━━━ Recorded data

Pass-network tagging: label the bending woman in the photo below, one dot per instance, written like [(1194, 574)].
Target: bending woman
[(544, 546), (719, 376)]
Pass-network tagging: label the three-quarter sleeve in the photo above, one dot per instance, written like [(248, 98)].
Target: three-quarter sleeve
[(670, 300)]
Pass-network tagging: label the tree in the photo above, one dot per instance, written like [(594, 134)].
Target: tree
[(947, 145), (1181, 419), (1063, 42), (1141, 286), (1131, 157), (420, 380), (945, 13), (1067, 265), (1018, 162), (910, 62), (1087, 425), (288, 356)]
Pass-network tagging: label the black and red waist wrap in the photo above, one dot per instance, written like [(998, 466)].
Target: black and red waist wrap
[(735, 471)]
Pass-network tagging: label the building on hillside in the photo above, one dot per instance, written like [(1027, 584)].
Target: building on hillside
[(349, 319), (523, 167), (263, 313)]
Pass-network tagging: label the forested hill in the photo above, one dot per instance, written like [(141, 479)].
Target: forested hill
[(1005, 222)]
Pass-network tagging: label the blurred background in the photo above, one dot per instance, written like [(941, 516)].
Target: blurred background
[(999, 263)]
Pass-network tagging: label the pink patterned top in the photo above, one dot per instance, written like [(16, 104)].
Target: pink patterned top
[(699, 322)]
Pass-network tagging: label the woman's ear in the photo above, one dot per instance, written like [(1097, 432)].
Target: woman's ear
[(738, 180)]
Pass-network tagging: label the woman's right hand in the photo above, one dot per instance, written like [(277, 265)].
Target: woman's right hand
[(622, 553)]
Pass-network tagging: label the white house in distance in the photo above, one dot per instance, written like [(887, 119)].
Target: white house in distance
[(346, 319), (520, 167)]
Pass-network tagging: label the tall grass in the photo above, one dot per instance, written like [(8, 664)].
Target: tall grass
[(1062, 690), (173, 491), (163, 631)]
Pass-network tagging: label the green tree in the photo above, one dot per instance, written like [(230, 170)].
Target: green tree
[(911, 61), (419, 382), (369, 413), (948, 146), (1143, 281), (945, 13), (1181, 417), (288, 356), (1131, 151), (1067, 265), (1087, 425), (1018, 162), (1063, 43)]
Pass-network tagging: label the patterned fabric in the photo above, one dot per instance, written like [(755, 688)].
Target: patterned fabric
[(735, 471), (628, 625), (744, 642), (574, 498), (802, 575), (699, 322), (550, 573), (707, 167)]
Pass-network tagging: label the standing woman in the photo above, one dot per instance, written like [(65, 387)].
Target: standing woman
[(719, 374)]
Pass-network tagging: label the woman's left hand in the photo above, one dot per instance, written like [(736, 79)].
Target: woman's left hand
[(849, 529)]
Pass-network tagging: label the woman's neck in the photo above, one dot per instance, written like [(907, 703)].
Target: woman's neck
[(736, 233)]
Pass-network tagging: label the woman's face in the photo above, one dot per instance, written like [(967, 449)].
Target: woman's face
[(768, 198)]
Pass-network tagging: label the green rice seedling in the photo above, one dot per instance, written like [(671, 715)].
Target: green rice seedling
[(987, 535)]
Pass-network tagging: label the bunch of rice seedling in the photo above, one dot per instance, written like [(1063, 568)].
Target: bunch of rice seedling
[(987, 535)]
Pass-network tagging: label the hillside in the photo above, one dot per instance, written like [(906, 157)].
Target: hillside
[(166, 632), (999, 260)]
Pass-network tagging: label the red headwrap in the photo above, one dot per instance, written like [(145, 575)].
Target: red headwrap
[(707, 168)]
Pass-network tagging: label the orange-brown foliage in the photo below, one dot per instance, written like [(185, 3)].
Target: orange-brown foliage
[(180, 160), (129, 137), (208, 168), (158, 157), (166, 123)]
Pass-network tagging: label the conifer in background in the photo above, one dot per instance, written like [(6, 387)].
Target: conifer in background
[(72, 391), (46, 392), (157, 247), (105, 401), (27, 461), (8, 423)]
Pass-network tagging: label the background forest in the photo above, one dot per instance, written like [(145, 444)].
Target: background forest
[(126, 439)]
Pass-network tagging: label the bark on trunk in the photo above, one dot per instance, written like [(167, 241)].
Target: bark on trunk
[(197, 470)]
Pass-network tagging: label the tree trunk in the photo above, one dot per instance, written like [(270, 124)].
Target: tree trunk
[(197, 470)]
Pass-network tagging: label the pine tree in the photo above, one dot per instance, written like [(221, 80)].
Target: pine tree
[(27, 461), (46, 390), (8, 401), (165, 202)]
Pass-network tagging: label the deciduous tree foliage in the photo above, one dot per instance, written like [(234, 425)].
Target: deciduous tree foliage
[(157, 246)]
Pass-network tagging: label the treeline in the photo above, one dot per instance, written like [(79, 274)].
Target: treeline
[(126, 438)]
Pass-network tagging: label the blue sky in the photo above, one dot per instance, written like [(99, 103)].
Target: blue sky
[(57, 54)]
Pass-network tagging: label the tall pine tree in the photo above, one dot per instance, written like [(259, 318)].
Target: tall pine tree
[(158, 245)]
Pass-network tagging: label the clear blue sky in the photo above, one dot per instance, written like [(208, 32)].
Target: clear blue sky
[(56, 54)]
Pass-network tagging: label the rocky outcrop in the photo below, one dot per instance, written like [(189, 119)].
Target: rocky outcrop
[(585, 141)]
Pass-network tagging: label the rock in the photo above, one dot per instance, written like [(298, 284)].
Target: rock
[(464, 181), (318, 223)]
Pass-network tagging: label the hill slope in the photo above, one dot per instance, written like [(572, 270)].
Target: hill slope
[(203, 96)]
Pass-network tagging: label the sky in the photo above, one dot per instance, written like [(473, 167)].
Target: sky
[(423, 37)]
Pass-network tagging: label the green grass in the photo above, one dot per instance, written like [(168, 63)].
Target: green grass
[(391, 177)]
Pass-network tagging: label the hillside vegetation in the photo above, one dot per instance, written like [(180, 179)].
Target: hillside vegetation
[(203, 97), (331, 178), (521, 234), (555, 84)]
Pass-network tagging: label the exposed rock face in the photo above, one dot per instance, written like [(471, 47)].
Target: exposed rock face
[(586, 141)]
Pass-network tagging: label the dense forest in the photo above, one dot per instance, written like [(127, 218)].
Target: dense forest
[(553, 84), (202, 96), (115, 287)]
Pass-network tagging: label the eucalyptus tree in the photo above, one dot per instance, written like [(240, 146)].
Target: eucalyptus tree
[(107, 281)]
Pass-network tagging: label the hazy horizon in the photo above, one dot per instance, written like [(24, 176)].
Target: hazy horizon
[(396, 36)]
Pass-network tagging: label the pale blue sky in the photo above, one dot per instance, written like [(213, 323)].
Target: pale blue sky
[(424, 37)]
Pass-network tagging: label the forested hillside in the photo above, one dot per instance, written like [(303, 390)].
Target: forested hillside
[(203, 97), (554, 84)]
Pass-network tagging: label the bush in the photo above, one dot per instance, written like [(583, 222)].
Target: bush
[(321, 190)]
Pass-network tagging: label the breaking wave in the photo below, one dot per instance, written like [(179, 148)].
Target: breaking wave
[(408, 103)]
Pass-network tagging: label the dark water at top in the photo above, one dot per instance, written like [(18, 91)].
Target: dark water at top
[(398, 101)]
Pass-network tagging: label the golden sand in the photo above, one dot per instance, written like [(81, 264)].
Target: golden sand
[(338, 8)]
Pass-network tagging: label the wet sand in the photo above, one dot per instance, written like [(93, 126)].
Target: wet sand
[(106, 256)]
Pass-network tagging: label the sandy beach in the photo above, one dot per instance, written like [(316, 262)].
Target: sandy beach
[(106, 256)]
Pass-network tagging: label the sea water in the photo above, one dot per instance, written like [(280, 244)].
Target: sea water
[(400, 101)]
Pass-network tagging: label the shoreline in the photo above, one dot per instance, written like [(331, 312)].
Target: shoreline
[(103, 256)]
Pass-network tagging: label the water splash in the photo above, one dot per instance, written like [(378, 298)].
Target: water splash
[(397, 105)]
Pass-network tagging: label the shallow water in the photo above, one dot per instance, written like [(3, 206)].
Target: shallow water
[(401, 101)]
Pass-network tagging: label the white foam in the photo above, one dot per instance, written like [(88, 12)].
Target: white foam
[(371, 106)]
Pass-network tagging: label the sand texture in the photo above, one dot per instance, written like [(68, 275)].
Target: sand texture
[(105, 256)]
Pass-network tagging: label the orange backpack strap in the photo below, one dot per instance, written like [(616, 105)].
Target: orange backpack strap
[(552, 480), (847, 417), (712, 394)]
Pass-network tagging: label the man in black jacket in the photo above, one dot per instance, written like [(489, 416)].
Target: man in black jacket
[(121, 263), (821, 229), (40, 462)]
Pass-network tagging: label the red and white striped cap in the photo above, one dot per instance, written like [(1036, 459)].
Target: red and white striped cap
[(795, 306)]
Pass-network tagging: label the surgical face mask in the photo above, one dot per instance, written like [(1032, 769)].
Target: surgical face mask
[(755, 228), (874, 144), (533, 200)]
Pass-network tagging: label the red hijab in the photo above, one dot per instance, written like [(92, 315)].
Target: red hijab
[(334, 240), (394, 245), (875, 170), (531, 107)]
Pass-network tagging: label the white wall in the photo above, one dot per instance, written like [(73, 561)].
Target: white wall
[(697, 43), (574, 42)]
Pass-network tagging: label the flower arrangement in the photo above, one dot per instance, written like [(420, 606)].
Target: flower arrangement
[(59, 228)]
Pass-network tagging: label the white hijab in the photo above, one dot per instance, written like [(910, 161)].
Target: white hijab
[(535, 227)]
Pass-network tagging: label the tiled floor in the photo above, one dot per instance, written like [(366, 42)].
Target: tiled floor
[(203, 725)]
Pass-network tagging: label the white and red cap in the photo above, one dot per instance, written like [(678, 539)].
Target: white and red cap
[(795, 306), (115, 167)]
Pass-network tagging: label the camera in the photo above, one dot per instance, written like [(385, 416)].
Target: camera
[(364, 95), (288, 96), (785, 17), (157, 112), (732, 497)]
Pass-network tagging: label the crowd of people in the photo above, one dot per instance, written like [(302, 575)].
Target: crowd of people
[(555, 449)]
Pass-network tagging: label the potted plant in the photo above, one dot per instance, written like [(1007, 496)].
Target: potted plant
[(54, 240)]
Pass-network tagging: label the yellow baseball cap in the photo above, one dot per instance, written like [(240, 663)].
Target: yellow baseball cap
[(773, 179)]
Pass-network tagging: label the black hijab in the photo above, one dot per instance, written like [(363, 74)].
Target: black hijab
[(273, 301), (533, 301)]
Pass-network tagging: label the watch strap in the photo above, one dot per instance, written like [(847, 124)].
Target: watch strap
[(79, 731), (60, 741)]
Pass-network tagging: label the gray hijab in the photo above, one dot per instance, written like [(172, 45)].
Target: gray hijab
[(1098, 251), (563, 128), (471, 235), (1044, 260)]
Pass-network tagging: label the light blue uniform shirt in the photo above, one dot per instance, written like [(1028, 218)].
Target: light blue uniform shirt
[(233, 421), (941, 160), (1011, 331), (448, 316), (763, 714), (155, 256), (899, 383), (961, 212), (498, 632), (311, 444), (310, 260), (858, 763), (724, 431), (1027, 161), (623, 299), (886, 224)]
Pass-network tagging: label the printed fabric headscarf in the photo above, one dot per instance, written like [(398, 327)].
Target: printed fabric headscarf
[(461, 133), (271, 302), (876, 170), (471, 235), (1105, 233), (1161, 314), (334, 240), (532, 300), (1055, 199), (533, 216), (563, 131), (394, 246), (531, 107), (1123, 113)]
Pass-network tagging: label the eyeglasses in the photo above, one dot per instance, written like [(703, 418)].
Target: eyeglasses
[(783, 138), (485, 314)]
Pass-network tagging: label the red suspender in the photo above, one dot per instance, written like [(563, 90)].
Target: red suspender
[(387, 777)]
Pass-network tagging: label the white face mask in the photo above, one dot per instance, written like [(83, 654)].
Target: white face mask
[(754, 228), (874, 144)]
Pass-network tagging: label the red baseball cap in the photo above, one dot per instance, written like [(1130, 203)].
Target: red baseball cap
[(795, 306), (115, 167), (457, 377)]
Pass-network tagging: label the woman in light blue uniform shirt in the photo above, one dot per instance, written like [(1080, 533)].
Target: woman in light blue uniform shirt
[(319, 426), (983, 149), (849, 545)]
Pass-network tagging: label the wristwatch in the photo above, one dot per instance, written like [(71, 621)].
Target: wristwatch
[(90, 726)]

━━━━━━

- _Task directions_
Return the lines exactly as they appear, from the start of the records through the line that contains "[(544, 546), (719, 376)]".

- _Task answer_
Pass-network tagging: label the bending woman in the photo below, one dot per instance, written like [(1194, 574)].
Target: bending woman
[(544, 546), (719, 376)]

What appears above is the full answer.